EXERCISE DIRECTIONS – Omit every picture and output the rest of the records exactly as they are.

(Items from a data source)
## Start
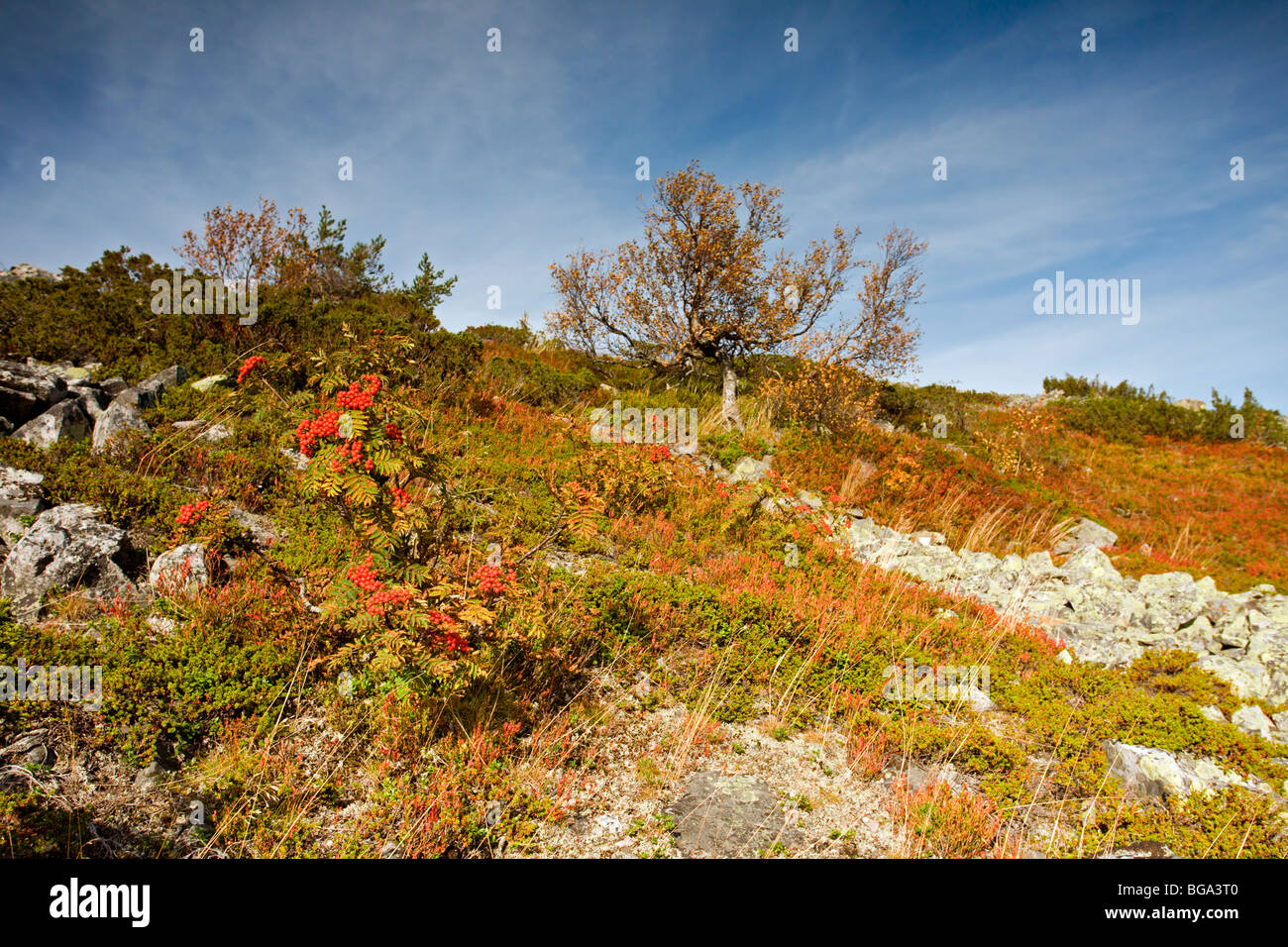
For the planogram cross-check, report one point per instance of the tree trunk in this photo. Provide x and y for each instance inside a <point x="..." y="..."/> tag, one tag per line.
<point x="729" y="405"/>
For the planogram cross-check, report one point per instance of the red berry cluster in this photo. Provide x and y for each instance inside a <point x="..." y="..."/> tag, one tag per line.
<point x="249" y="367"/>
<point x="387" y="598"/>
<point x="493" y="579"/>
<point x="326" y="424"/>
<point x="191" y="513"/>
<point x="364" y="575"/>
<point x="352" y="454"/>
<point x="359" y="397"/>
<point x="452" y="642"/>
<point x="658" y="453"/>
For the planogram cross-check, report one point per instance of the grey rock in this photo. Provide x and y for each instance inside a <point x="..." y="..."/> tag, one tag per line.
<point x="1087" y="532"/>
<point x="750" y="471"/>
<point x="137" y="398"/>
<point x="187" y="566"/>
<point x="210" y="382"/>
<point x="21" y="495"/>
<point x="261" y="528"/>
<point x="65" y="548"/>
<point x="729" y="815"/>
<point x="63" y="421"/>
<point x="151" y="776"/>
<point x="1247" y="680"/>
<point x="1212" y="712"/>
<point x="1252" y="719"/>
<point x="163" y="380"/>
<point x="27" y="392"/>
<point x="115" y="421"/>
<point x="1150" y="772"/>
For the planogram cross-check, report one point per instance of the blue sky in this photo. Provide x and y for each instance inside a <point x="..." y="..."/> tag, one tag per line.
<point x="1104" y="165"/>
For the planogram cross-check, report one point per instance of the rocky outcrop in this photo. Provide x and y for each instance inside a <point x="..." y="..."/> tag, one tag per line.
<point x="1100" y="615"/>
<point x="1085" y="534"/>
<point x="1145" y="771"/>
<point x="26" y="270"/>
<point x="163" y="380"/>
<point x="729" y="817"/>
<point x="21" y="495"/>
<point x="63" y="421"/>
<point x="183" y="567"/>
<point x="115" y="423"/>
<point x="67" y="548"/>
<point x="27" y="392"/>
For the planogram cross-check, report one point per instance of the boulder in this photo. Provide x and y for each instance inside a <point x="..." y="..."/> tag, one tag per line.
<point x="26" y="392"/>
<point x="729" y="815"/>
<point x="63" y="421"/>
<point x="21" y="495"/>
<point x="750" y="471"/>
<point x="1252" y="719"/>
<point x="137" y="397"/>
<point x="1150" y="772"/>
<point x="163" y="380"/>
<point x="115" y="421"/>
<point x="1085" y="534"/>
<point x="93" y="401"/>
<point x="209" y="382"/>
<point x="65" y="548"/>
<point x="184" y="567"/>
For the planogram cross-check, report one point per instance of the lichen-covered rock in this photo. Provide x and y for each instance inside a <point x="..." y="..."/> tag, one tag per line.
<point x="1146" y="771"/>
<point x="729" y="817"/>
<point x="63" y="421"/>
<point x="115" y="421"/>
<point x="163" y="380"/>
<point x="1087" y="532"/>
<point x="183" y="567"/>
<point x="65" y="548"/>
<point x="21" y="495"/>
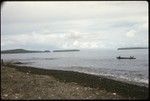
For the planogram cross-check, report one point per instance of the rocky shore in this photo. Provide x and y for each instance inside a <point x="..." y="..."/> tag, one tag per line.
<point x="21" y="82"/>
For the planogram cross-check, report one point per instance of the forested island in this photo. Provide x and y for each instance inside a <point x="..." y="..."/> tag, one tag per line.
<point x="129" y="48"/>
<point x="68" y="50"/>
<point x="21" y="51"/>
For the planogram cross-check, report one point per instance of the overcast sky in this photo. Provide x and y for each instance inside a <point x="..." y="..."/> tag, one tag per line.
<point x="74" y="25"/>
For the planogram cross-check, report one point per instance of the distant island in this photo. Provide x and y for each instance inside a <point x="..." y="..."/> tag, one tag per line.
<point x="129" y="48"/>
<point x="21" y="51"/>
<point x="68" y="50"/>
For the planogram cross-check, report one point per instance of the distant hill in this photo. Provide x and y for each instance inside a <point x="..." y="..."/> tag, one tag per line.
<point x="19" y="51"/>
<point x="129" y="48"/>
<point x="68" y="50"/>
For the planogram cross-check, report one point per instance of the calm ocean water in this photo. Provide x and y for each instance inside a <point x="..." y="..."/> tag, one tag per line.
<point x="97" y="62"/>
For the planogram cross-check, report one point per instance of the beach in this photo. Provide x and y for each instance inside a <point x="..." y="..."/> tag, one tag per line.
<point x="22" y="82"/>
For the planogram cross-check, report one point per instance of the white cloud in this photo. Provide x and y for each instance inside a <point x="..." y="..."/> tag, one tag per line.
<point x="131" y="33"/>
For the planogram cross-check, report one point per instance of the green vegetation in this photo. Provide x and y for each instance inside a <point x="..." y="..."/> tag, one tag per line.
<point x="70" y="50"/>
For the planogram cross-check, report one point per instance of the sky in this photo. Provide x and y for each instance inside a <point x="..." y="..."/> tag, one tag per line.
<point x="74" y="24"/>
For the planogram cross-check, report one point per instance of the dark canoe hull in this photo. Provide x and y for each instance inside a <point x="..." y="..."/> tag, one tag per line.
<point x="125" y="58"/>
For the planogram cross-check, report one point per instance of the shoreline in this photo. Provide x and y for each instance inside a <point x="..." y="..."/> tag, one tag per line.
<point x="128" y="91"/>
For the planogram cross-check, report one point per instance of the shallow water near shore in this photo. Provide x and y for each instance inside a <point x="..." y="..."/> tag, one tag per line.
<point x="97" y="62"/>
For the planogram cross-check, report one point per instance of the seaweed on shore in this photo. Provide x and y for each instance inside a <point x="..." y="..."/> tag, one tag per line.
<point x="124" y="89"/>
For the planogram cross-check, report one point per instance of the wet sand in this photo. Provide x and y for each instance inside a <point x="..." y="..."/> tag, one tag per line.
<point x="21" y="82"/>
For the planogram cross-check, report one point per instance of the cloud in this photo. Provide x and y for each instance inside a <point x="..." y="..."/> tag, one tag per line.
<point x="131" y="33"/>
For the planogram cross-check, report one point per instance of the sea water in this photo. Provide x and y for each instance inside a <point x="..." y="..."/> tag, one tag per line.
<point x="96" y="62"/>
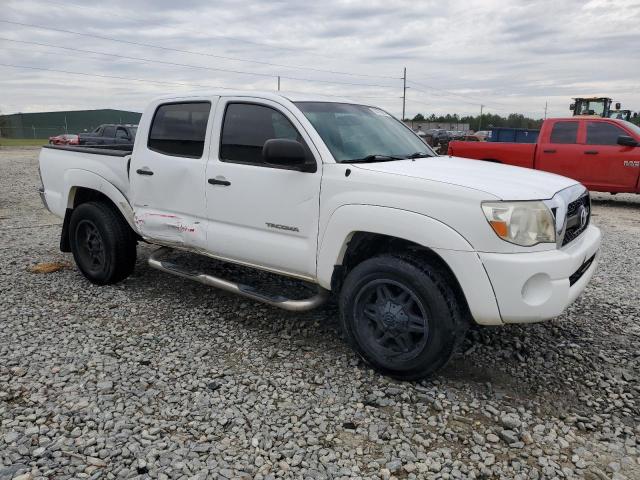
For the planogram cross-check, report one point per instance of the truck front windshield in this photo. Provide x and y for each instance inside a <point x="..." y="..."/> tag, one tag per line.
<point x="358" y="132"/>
## End
RIGHT ANSWER –
For the planogram cross-check, report one point per instance of the tree trunk in this photo. Provide x and y for each instance inside a <point x="..." y="..."/> tag, one tag per line.
<point x="729" y="405"/>
For the planogram cross-check, report one point per instance of the red berry cluster in this photo. Provide x and y for each instance inside a <point x="..." y="..."/> tag, one tag per line.
<point x="249" y="367"/>
<point x="387" y="598"/>
<point x="493" y="579"/>
<point x="326" y="424"/>
<point x="191" y="513"/>
<point x="364" y="575"/>
<point x="352" y="454"/>
<point x="359" y="397"/>
<point x="452" y="642"/>
<point x="658" y="453"/>
For the planogram cross-check, report one point per instance of the grey rock in this photo. Provide x and y for each instance inside a <point x="..." y="..."/> tag, one tag per line.
<point x="1087" y="532"/>
<point x="750" y="471"/>
<point x="137" y="398"/>
<point x="187" y="566"/>
<point x="210" y="382"/>
<point x="21" y="495"/>
<point x="261" y="528"/>
<point x="65" y="548"/>
<point x="729" y="815"/>
<point x="63" y="421"/>
<point x="151" y="776"/>
<point x="1247" y="680"/>
<point x="1212" y="712"/>
<point x="1252" y="719"/>
<point x="163" y="380"/>
<point x="27" y="392"/>
<point x="115" y="421"/>
<point x="1150" y="772"/>
For the planogram cross-check, report one point per instance of the blue sky in this photo. Provide x and y for each instance inside a <point x="..." y="..."/> tag, one tag per line.
<point x="1104" y="165"/>
For the planogram cross-check, report one point per instance of the rocky outcrop in this photo. Provide x and y for each instance inside a <point x="..." y="..."/> tag, one tag per line.
<point x="1100" y="615"/>
<point x="1085" y="534"/>
<point x="1145" y="771"/>
<point x="26" y="270"/>
<point x="163" y="380"/>
<point x="729" y="817"/>
<point x="21" y="495"/>
<point x="63" y="421"/>
<point x="183" y="567"/>
<point x="115" y="423"/>
<point x="67" y="548"/>
<point x="27" y="392"/>
For the planogram cross-check, report one point per instance of the boulder in this photo. Provide x and y for each instance inside a <point x="..." y="..."/> tag, one tag per line.
<point x="26" y="392"/>
<point x="729" y="815"/>
<point x="63" y="421"/>
<point x="21" y="495"/>
<point x="750" y="471"/>
<point x="1252" y="719"/>
<point x="137" y="397"/>
<point x="1150" y="772"/>
<point x="163" y="380"/>
<point x="115" y="421"/>
<point x="1085" y="534"/>
<point x="93" y="401"/>
<point x="209" y="382"/>
<point x="65" y="548"/>
<point x="184" y="567"/>
For the planogram cross-check, report one point per instance of the lichen-covered rock in this photo. Provide x and y for each instance inside a <point x="..." y="..."/> tag, one tag per line.
<point x="1146" y="771"/>
<point x="729" y="817"/>
<point x="63" y="421"/>
<point x="115" y="421"/>
<point x="163" y="380"/>
<point x="1087" y="532"/>
<point x="183" y="567"/>
<point x="65" y="548"/>
<point x="21" y="495"/>
For the planogram cross-check, report one point per instance of the rocky shore in this photo. Provide x and y for each instance inside a <point x="..." y="..."/> tag, one tag per line.
<point x="21" y="82"/>
For the planogram cross-check, report one point per instance of the forested island in this photo. Provide x and y for each instance inside a <point x="..." y="..."/> tag, one tag per line.
<point x="129" y="48"/>
<point x="68" y="50"/>
<point x="21" y="51"/>
For the planogram cross-check, report one point per instance of the overcast sky in this photo. Provide x and y for each instance inside a <point x="..." y="..."/> tag, one tag per line.
<point x="74" y="25"/>
For the planogram cross-check, report one point per instance of the distant island in this photo. Provide x and y for each instance inside a <point x="..." y="..."/> tag, one tag per line.
<point x="129" y="48"/>
<point x="21" y="51"/>
<point x="68" y="50"/>
For the planogram cross-check, report one point per instance of the distant hill in this photo. Provide x and y for each instance inside a <point x="..." y="..."/> tag, one tag per line.
<point x="19" y="51"/>
<point x="129" y="48"/>
<point x="68" y="50"/>
For the planogram cross-check, report one point per instance of the calm ocean water in this photo. Provide x and y for each instance inside a <point x="..." y="..."/> tag, one tag per line.
<point x="97" y="62"/>
For the planogram cross-check, report one point per instance of the beach in this photo. Provide x and y for each instance inside a <point x="..." y="..."/> tag, one tag per line.
<point x="22" y="82"/>
For the planogram cross-check, report one point per instance of the white cloud in this photo. Provide x and y for each instance inside a <point x="..." y="..."/> tag, one tag per line.
<point x="131" y="33"/>
For the planogram cross-check, report one point per instance of the green vegetation in this photo. Provide x and y for each instance inside a <point x="..." y="..."/> tag, one tag per line.
<point x="70" y="50"/>
For the planogram cross-check, report one point per instance of the sky in this photo. Provide x and y for each instance inside a <point x="..." y="..."/> tag, one tag per line.
<point x="74" y="24"/>
For the planogram cross-check, report one point per instance of the dark canoe hull in this photo. Provide x and y for each instance inside a <point x="..." y="..."/> tag, one tag per line.
<point x="125" y="58"/>
For the planogram cross-check, report one point per instance of the shoreline in this photo. Provide x and y for each instance inside a <point x="..." y="..."/> tag, one tag per line.
<point x="128" y="91"/>
For the planogram cross-check, report one point per instance of the shallow water near shore in this photo. Provide x and y for each instance inside a <point x="..." y="..."/> tag, one tag per line.
<point x="97" y="62"/>
For the planogram cross-check, report one point per instance of the seaweed on shore in this photo. Provide x and y for each instance inside a <point x="..." y="..."/> tag, one tag per line.
<point x="124" y="89"/>
For the planogram cross-check, report one point per instance of the wet sand in this photo. Provide x and y for each instance inside a <point x="..." y="..."/> tag, one tag per line.
<point x="21" y="82"/>
For the planogram cross-check, report one point per instance of the cloud in this photo. Provide x and y for each instance inside a <point x="..." y="..."/> tag, one tag per line.
<point x="131" y="33"/>
For the planogram cross-check, report one point per instance of the sea water in this photo. Provide x and y for each instance inside a <point x="..." y="..."/> tag, one tag per line.
<point x="96" y="62"/>
For the planogram cross-check, report one point per instance of the truck front windshield in this photo. Provide x and y for each instance inside a <point x="..." y="..."/> tag, one tag per line.
<point x="358" y="132"/>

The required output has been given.